======== Data records

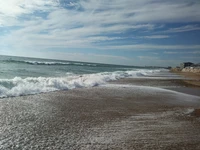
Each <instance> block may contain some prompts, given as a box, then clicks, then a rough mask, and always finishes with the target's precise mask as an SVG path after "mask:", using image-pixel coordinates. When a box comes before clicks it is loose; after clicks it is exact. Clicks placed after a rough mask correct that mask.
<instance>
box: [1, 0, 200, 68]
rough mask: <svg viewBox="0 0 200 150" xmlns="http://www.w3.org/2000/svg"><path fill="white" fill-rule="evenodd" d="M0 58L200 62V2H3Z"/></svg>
mask: <svg viewBox="0 0 200 150" xmlns="http://www.w3.org/2000/svg"><path fill="white" fill-rule="evenodd" d="M0 55H15V56H29V57H40V58H55V59H64V60H74V61H87V62H101V63H112V64H127V65H140V66H141V65H158V66H169V65H172V66H175V65H178V64H179V63H180V62H183V61H192V62H195V63H197V62H200V1H199V0H167V1H164V0H74V1H72V0H0Z"/></svg>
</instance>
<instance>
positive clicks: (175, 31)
mask: <svg viewBox="0 0 200 150" xmlns="http://www.w3.org/2000/svg"><path fill="white" fill-rule="evenodd" d="M194 30H200V26H199V25H186V26H181V27H178V28H170V29H169V30H167V31H166V32H174V33H176V32H188V31H194Z"/></svg>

================

In the listing, find every line containing the word "instance" and list it.

Each <instance> block may contain some prompts, given as a box, then clicks, then a rough mask, and always finishes with the target's precise mask as an SVG path after "mask:", using image-pixel coordinates. When a box comes before clicks it is loose; after clicks it is exact. Clicks placed after a rough mask correct that mask.
<instance>
</instance>
<instance>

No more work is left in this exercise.